Page extract
※ ※ ※

Friday, February 14, 2014

Big Table partition techniques


I believe most the features are from Oracle. However DB2 does provide range partitioning. So what is the use case? 
Say you have an eCommerce site, a million user visits per second, you want to build user visit monitor interface with ability to zoom in or out to see visit per year, per month, per week, per day, per hour, per min. How can you design the table? We are talking about billions of row here!
The answer is range partitioning by user visit time. Of course if the table becomes too big, we can create new table every 3 years. Since the old logging history could be discarded once business deems it useless.

  • Range Partitioning - Used when there are logical ranges of data. Possible usage: dates, part numbers, and serial numbers.
  • Hash Partitioning - Used to spread data evenly over partitions. Possible usage: data has no logical groupings.
  • List Partitioning - Used to list together unrelated data into partitions. Possible usage: a number of states list partitioned into a region.
  • Composite Range-Hash Partitioning - Used to range partition first, then spreads data into hash partitions. Possible usage: range partition by date of birth then hash partition by name; store the results into the hash partitions.
  • Composite Range-List Partitioning - Used to range partition first, then spreads data into list partitions.  Possible usage: range partition by date of birth then list partition by state, then store the results into the list partitions."
 Benefits:
  • Query performance,
  • Getting large volumes of new data into these tables and,
  • Removing large volumes of obsolete data every month or quarter.
 

Thursday, February 13, 2014

update a single column in a table with billion rows

Question:
Supposed we have huge table called bigTable, we want to update col3's 'old val' to 'new val'.

※ ※ ※

Data listing:
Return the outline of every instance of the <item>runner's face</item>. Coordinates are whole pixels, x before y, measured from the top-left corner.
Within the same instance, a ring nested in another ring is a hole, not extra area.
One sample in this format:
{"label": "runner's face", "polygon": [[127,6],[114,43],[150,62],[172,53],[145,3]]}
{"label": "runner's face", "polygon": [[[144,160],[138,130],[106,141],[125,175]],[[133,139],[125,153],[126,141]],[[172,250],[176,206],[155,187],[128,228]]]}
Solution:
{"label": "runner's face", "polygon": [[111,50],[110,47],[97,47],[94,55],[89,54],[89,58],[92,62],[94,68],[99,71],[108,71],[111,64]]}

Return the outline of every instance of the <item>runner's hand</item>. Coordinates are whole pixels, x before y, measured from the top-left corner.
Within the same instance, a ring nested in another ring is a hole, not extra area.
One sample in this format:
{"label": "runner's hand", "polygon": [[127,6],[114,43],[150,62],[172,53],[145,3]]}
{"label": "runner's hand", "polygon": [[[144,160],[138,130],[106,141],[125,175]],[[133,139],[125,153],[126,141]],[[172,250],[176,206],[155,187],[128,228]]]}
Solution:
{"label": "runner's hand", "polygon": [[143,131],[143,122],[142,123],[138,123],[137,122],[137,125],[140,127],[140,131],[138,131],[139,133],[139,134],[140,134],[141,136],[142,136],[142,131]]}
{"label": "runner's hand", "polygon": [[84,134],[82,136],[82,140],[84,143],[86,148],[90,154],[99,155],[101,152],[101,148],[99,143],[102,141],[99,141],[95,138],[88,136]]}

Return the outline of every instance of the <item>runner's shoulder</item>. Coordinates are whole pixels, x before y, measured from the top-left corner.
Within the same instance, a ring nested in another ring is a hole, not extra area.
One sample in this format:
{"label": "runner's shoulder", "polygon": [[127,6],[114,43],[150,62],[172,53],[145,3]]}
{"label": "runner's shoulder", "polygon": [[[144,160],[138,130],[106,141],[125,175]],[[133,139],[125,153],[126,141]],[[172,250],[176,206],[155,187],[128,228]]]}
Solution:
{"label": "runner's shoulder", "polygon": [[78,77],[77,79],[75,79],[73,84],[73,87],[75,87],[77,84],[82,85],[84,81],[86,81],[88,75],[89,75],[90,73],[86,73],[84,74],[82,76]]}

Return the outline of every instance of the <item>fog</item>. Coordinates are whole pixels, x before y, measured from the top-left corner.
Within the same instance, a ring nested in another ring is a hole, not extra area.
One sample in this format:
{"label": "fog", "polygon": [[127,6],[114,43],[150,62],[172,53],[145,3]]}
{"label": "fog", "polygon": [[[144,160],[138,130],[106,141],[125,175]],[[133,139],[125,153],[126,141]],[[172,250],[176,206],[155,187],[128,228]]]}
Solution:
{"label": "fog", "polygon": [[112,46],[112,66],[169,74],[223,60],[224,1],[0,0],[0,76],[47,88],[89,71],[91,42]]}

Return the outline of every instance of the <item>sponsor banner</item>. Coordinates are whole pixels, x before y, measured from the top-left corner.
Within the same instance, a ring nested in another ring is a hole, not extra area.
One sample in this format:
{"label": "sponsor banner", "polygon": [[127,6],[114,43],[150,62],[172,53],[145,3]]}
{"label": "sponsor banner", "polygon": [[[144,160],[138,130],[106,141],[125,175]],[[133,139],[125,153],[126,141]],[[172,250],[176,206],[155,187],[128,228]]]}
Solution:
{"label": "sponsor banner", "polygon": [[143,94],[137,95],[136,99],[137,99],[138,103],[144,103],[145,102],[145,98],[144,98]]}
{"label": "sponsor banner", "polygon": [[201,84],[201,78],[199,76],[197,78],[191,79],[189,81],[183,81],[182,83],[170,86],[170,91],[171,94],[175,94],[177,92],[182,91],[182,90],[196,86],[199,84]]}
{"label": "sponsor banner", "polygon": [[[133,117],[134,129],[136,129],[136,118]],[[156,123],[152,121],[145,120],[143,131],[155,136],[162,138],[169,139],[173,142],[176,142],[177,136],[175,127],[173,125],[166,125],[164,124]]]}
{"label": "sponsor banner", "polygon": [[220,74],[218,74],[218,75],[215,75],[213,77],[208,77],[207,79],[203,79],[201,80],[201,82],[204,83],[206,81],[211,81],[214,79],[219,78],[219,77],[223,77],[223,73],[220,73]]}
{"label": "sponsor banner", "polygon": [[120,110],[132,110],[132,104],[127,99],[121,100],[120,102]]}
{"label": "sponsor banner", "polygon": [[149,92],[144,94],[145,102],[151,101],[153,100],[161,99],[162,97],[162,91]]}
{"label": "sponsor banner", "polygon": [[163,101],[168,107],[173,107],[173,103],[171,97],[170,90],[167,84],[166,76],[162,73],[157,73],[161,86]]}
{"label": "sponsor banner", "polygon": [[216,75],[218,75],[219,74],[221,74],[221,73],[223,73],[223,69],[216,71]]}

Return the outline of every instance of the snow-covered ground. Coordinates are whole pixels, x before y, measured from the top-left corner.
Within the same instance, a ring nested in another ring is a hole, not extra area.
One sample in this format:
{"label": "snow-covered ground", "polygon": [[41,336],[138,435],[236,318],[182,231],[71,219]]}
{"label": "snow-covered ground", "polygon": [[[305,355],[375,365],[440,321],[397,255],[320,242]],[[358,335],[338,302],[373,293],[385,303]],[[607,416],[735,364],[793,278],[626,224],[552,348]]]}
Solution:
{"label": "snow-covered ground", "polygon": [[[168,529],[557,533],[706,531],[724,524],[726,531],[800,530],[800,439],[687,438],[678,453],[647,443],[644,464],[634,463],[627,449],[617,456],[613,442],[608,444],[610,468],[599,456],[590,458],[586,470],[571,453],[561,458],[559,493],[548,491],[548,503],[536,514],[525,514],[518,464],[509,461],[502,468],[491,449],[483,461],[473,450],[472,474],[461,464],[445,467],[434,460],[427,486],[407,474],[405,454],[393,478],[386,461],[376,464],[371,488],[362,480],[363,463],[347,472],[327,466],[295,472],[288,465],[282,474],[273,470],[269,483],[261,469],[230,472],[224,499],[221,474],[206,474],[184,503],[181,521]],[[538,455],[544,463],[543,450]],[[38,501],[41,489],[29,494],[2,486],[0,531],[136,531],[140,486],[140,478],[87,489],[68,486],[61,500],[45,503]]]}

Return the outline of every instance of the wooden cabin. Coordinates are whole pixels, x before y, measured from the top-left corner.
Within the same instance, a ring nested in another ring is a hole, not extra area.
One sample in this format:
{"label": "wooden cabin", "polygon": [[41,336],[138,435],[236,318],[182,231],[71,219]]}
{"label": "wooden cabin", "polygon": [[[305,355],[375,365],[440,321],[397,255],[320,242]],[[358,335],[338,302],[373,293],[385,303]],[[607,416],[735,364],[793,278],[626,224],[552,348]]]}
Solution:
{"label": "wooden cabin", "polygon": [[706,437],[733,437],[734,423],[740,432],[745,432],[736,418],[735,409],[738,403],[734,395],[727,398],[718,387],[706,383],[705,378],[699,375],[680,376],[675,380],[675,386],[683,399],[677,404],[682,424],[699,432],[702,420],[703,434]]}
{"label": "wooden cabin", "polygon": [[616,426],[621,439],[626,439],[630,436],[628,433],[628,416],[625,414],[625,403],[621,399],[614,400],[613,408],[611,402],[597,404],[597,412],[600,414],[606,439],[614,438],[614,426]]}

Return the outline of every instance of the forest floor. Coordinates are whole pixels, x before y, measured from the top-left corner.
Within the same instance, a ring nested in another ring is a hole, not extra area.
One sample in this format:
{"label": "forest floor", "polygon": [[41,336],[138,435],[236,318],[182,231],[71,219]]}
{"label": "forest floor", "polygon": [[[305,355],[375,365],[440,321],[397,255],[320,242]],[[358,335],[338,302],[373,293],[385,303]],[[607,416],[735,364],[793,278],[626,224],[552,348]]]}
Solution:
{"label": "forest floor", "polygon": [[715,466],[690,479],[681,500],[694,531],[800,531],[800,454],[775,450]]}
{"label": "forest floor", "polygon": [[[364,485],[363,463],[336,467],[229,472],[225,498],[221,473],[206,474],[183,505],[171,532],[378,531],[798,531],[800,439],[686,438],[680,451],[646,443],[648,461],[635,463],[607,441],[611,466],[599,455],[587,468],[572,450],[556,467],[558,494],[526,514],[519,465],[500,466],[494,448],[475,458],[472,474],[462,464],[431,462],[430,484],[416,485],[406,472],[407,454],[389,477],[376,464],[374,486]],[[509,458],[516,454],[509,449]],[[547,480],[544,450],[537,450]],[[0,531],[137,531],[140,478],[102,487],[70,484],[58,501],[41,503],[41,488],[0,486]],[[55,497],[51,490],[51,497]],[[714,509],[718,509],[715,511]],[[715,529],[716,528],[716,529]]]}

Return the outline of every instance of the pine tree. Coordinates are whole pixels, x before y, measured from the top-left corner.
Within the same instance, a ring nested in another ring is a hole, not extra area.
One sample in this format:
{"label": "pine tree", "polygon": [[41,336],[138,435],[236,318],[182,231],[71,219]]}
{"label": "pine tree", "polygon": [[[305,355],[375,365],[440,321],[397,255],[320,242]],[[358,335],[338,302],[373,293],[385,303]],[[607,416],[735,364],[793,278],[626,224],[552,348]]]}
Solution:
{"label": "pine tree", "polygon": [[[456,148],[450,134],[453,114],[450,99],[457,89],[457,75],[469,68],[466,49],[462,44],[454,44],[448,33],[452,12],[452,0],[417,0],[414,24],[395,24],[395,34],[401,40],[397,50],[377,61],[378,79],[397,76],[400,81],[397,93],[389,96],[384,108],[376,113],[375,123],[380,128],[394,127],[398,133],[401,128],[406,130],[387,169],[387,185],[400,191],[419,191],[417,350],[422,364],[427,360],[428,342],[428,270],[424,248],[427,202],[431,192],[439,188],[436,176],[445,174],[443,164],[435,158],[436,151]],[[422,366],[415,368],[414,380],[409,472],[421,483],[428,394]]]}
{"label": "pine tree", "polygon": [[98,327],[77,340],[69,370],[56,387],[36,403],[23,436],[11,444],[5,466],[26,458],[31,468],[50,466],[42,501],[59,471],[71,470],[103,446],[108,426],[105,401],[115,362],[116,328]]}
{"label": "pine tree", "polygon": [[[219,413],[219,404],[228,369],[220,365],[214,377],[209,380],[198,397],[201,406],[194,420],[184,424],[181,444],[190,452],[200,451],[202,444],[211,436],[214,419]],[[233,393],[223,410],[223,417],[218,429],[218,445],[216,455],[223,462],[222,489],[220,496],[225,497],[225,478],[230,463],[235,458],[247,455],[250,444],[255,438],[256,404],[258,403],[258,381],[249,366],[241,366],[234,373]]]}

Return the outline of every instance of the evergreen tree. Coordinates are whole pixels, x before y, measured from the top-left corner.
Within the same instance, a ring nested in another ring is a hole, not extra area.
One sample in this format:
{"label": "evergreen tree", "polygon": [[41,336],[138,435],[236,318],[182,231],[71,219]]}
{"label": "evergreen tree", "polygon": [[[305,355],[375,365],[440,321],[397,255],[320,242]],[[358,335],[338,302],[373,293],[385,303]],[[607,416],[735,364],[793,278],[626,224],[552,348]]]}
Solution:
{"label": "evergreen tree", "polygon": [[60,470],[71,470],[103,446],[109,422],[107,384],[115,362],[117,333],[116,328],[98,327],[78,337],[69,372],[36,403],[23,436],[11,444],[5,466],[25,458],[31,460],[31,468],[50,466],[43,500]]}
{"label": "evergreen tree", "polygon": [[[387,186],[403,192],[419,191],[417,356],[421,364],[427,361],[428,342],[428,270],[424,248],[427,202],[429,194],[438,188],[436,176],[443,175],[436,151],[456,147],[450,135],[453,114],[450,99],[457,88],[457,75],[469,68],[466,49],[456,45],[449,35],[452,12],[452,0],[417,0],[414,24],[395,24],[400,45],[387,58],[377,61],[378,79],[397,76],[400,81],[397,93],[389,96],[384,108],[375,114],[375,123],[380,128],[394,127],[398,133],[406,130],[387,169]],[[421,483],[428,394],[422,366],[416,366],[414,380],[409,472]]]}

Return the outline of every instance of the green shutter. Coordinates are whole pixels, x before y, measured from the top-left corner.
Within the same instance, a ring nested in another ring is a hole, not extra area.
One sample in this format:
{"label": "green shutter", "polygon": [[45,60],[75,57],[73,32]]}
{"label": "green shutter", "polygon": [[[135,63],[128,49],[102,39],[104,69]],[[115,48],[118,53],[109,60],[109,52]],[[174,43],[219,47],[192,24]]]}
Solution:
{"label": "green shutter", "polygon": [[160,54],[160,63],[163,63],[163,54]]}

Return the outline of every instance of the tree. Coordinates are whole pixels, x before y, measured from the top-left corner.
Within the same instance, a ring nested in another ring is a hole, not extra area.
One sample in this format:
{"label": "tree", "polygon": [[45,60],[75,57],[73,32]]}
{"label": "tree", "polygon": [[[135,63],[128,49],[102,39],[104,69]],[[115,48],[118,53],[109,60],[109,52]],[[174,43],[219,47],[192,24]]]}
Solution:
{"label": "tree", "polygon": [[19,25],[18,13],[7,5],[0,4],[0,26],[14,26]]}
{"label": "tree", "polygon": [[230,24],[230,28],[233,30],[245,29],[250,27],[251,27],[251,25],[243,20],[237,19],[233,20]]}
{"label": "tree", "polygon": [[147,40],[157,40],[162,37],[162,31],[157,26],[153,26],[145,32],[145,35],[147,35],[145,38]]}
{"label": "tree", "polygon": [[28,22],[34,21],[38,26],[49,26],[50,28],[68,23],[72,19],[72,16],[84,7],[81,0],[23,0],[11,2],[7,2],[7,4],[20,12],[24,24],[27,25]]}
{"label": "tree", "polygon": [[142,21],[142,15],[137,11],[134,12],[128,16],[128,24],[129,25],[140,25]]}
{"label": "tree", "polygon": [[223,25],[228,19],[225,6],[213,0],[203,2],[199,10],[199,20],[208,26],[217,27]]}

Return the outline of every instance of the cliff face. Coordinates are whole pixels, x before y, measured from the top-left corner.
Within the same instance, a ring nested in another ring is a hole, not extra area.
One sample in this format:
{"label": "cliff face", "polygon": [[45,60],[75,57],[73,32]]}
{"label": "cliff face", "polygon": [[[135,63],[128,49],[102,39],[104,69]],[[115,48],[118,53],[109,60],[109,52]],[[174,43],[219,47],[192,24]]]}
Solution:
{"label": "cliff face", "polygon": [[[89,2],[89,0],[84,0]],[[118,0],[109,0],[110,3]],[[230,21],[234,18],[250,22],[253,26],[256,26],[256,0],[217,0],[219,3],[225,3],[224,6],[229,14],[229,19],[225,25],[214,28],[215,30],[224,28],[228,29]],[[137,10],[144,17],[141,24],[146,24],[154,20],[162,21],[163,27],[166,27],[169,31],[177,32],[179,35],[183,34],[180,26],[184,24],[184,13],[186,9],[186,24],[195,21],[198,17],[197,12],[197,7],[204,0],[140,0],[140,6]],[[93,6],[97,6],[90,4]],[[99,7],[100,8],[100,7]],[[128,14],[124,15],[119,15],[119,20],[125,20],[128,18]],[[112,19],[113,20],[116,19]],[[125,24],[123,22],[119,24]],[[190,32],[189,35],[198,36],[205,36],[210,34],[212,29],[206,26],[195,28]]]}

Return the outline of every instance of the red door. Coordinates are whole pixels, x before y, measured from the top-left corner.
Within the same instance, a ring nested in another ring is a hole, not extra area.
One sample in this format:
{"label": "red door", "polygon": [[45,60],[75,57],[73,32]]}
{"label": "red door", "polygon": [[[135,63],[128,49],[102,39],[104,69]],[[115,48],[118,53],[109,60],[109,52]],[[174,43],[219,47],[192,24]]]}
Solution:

※ ※ ※

Stated exercise 1
Summarize the partitioning post in two sentences.
Stated exercise 2
Answer these questions from the partitioning post:
(a) Besides Oracle, which product does it say provides range partitioning?
(b) What is hash partitioning used for?
(c) What possible usage does it give for list partitioning?
Stated exercise 3
Please reproduce the partitioning post between "Say you have" and "and serial numbers.", inclusive.

Output 1
The post recommends range partitioning by user visit time for a huge eCommerce visit table, with a new table created every 3 years if the table becomes too big. It lists range, hash, list, composite range-hash, and composite range-list partitioning, and names query performance, loading large volumes of new data, and removing large volumes of obsolete data as benefits.

Output 2
(a) DB2
(b) Spreading data evenly over partitions
(c) A number of states list partitioned into a region

Output 3
Say you have an eCommerce site, a million user visits per second, you want to build user visit monitor interface with ability to zoom in or out to see visit per year, per month, per week, per day, per hour, per min. How can you design the table? We are talking about billions of row here!
The answer is range partitioning by user visit time. Of course if the table becomes too big, we can create new table every 3 years. Since the old logging history could be discarded once business deems it useless.

  • Range Partitioning - Used when there are logical ranges of data. Possible usage: dates, part numbers, and serial numbers.